- YOUR OBJECTIVE: Please lay out the stretch of lines from the one containing "Would you mind indicating the hairy" through the end of the lines as a numbered list, leaving out any blank lines.

- ENTRIES PROVIDED:

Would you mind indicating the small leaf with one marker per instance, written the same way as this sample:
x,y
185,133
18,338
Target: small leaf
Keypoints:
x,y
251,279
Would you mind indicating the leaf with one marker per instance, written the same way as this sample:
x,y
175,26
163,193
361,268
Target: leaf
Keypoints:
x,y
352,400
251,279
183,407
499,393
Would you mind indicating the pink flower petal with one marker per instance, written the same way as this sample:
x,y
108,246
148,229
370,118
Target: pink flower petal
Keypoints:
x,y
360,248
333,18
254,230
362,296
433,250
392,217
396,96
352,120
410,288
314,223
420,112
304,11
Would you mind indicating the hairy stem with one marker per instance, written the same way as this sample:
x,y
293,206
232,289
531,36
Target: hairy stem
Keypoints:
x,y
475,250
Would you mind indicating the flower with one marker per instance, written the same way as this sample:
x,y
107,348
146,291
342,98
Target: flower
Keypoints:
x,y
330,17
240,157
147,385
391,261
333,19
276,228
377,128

- THE ANSWER:
1. Would you mind indicating the hairy stem with one marker per instance, written the same way as this sample:
2. x,y
3. 293,206
4. 232,289
5. 531,36
6. Target: hairy stem
7. Keypoints:
8. x,y
9. 475,250
10. Would you mind indicating the flower with one marker per instance, written the same way as this sample:
11. x,y
12. 107,348
13. 146,291
14. 342,98
15. Target: flower
16. Keypoints:
17. x,y
18. 330,17
19. 240,157
20. 147,385
21. 391,261
22. 333,19
23. 276,228
24. 377,128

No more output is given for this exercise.